Exercise objective ▸ Would you restate all the data that follows, word for word?

[Source data]
####################
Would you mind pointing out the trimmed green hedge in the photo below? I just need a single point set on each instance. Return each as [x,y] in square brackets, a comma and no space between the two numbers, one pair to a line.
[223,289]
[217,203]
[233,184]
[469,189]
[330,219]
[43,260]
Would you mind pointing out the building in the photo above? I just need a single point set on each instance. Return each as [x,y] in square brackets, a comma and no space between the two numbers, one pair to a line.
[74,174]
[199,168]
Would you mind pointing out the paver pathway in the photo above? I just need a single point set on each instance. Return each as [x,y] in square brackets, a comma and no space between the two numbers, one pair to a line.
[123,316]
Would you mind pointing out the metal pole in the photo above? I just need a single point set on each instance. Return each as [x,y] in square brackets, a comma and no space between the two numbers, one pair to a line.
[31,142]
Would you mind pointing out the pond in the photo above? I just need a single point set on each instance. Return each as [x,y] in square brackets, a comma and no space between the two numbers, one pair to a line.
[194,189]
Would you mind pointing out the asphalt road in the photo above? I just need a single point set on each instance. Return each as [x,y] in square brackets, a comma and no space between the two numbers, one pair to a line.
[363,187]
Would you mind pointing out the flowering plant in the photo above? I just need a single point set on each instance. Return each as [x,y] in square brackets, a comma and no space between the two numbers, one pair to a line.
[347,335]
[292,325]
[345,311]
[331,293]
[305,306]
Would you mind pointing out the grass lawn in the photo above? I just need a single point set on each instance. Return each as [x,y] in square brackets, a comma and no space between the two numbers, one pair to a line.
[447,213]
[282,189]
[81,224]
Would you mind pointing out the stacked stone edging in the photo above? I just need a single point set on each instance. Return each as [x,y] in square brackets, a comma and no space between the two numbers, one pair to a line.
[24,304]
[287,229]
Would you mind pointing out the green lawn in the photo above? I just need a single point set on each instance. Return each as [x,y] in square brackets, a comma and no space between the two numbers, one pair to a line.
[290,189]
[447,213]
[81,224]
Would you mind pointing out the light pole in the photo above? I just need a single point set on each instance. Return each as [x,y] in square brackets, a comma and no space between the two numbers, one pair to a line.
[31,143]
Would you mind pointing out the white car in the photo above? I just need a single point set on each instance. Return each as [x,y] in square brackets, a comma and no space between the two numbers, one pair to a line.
####################
Solved problem ▸
Would you mind pointing out the trimmed green hedge in the photo below? I just need a single point set on each instance. Return each as [x,y] in square brackets, a comma and no space between the two numbers, one pair to a line.
[223,289]
[217,203]
[233,184]
[469,189]
[330,219]
[43,260]
Would you mind pointing out the building in the photo above? I just need a single point set on each instance. Return each as [x,y] in square brackets, a comma and no space between the two numbers, one pair to a line.
[74,174]
[199,168]
Would you mind pointing out the paver pathway in the photo above? I just need a single point set on each instance. Return each as [x,y] in square brackets, a comma and no space between the two numbers, one pair to a line.
[123,316]
Would you mind pointing out the metal pole in the photo above? I just need a single point set on each instance. Return each as [x,y] in square brackets, a comma and no space between the two numbers, one pair to a line.
[31,142]
Would you mind pointing out the pond in the photo above? I just need a single point set on each instance. Return each as [x,y] in square brackets, a comma and no space between the two numbers, one pair to a line.
[194,189]
Would you mind pointing out the asphalt road in the photo above? I just need a single point set on each instance. Return each as [x,y] in square brackets, a comma and no space between the two numbers, one pair to a line.
[363,187]
Would you mind pointing out the flowering plant in the photo above? I just need a single point set on each instance. Return each as [x,y] in square brackets, a comma and no space between the two numbers, one pair to a line.
[347,335]
[292,325]
[345,311]
[331,293]
[305,306]
Would you mind pointing out the grass lawn in the photo above? I just need a single point set on each instance. Return each as [x,y] in square brackets, a comma and no space between the two numbers, one pair to a line.
[447,213]
[282,189]
[81,224]
Would you mind pointing out the stacked stone edging in the photo above? I just need a single point set on each instance. Return each as [x,y] in square brackets, a comma and no space between the two numbers, one pair to a line.
[24,304]
[287,229]
Would you mind pointing out the green lawn in the photo above? I just need a single point set on each instance. Return each as [x,y] in square brackets, a comma and no space between the two numbers, one pair to a line.
[290,189]
[447,213]
[81,224]
Would you mind pointing out the light pole in the photo above? I just need a single point set on each instance. Return each as [x,y] in square brackets, a comma and no space between the two numbers, one pair to a line.
[31,143]
Would you mind pointing out the white car in the photo above? I just need a single point set on each instance. Return each as [x,y] in square brackets, a comma and no space between the two numbers, one pair to a line.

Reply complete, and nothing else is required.